Requirement: Scan the data below and give the number of lines that include the word "overcast", with no other words.
____
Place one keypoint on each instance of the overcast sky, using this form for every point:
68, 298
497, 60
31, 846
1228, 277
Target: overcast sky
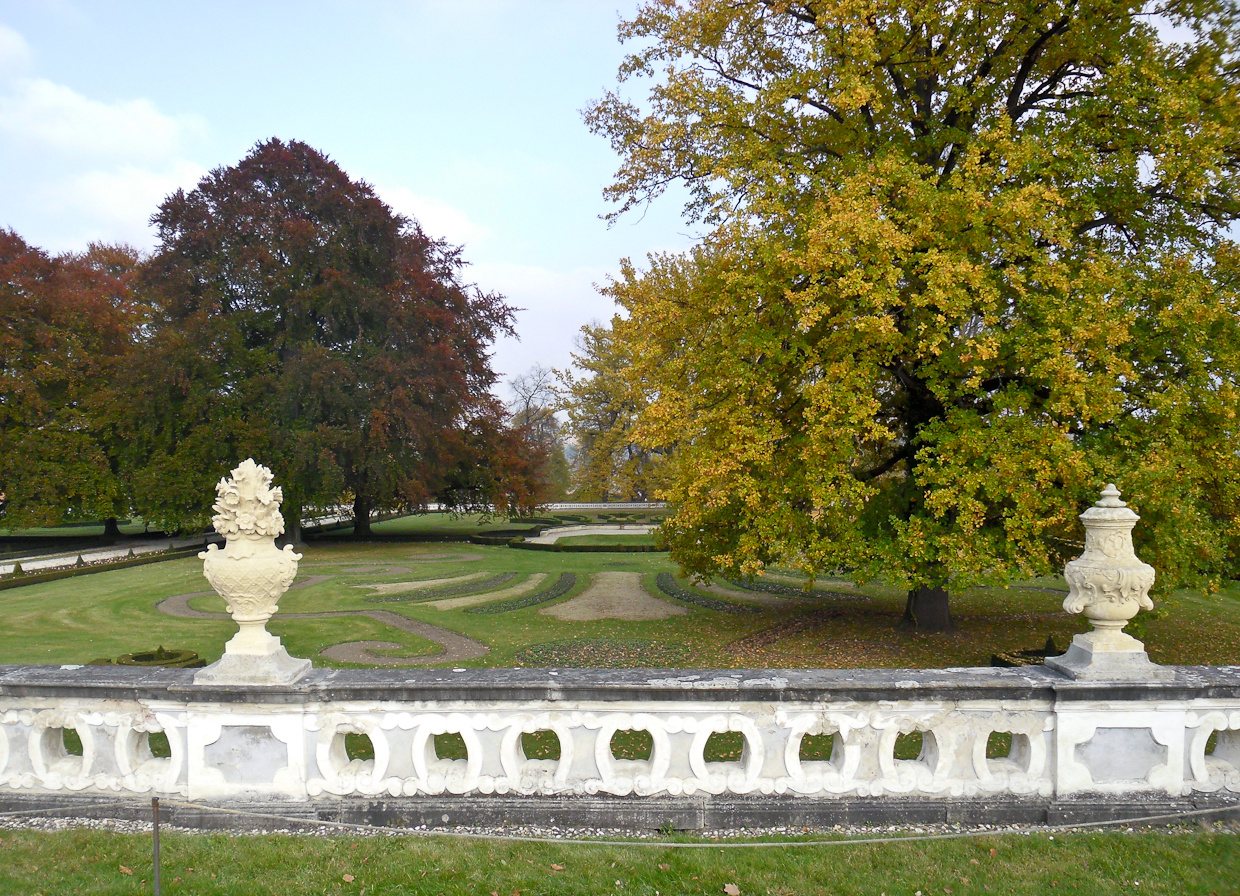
____
Output: 2